**TEXT SECTION**
===

501.BB Palestine/3–548: Telegram

The Secretary of State to the United States Representative at the United Nations (Austin)

top secret
us urgent

108. Following is approved text of proposed statement by Ambassador Austin on situation in Palestine after British withdrawal May 15, 1948:

“In his statement to the Security Council on February 24, 1948, the Representative of the United Kingdom said, ‘My Government are bringing to an end the discharge of their responsibilities towards Palestine under the Mandate and are leaving the future of that country to international authority.’

On March 2, 1948, the Representative of the United Kingdom referred, in his statement to the Council, to ‘whatever procedure the United Nations may decide to adopt with a view to assuming responsibility for the Government of Palestine on May 15th’, and concluded with the statement, ‘finally, I must repeat that the United Kingdom cannot enter into any new or extended commitment in regard to Palestine. Our contribution has already been made over the years and the date of termination of our responsibility is irrevocably fixed.’

The status of Palestine will be equivocal because the United Kingdom seeks to give up the Mandate. Article 5 of the Mandate in respect of Palestine provides:

‘The Mandatory shall be responsible for seeing that no Palestine territory shall be ceded or leased to, or in any way placed under the control of, the Government of any foreign Power.’

In the premises there is the urgent need for a prompt decision by the Security Council on the General Assembly recommendation as well as an early clarification of United Nations responsibility toward Palestine.

===

**RAW DATA**
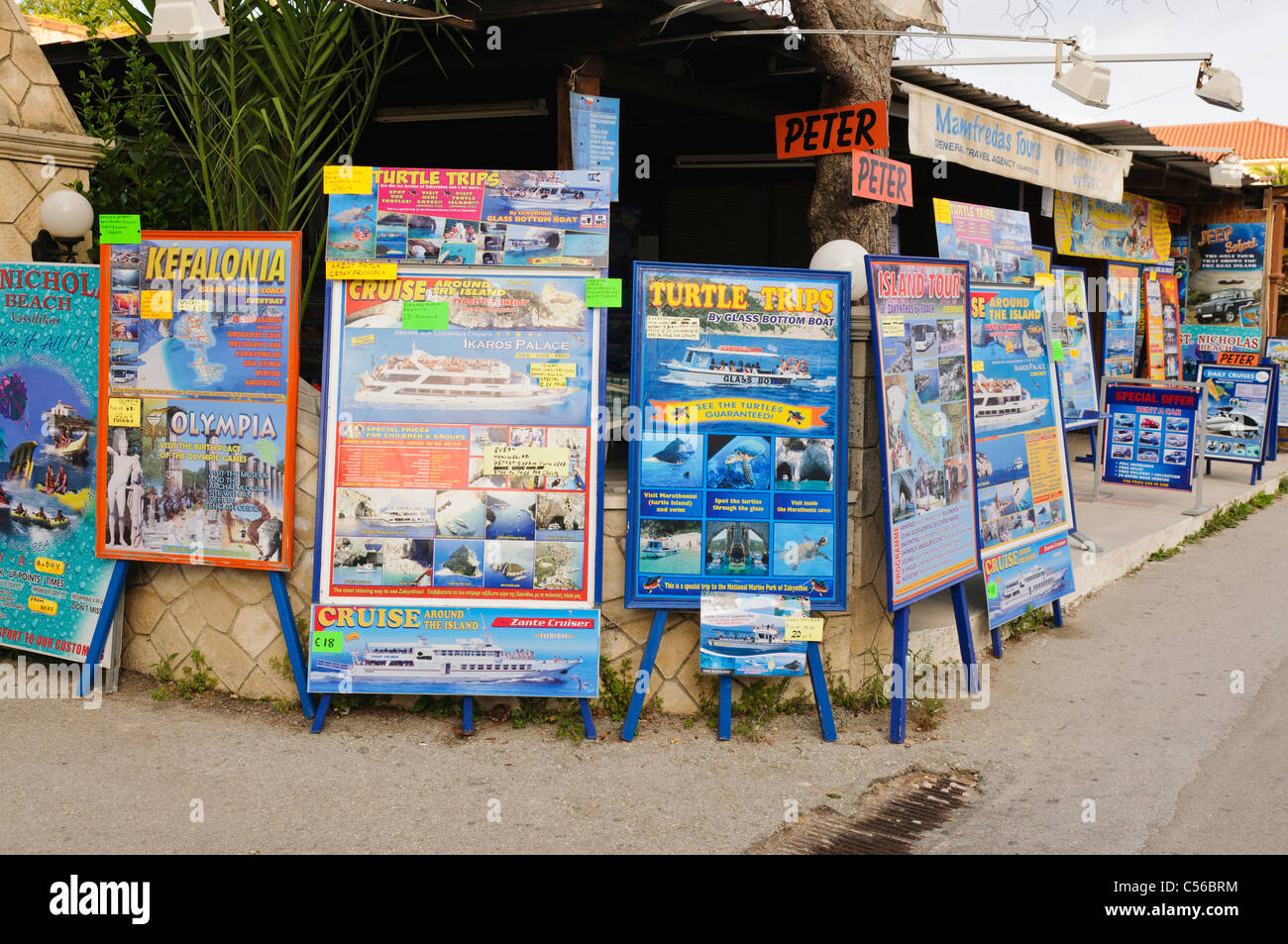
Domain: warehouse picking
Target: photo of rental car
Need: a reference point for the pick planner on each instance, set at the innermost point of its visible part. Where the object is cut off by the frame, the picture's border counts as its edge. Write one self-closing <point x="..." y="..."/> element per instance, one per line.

===

**WORK TO DO**
**a)** Repeat everything in the telegram on Palestine from "The status of" down to "responsibility toward Palestine.".
**b)** Answer these questions from the telegram on Palestine:
(i) On what date did the Representative of the United Kingdom say his Government were leaving the future of Palestine to international authority?
(ii) Which article of the Mandate is quoted?
(iii) On what date is the British withdrawal from Palestine set?
**c)** Take the telegram on Palestine further, starting after its last sentence.

**RESULTS FOR EACH TASK**
**a)**
The status of Palestine will be equivocal because the United Kingdom seeks to give up the Mandate. Article 5 of the Mandate in respect of Palestine provides:

‘The Mandatory shall be responsible for seeing that no Palestine territory shall be ceded or leased to, or in any way placed under the control of, the Government of any foreign Power.’

In the premises there is the urgent need for a prompt decision by the Security Council on the General Assembly recommendation as well as an early clarification of United Nations responsibility toward Palestine.

**b)**
(i) February 24, 1948
(ii) Article 5
(iii) May 15, 1948

**c)**
The General Assembly and the Security Council have broad responsibilities in fidelity to the principles of justice and the aims of the Charter to assist in bringing about a pacific settlement of situations and disputes placed before them. The Security Council has specific obligations and powers where it finds a threat to the peace, breach of the peace, or act of aggression. I have already dealt, in my statement to the Security Council on February 24 and March 2, with these responsibilities.

The assumption of administrative or governmental responsibility by the United Nations is another matter. If the United Nations is to act as a government, a large administrative task is involved. The Organization itself becomes directly responsible for all phases of the life of the people over whom such powers are exercised. It is a formidable responsibility and a heavy financial commitment is incurred by all 57 Members of the Organization.

The United Nations does not automatically fall heir to the responsibilities either of the League of Nations or of the Mandatory Power in respect of the Palestine Mandate. The record seems to us entirely clear [Page 683] that the United Nations did not take over the League of Nations mandate system.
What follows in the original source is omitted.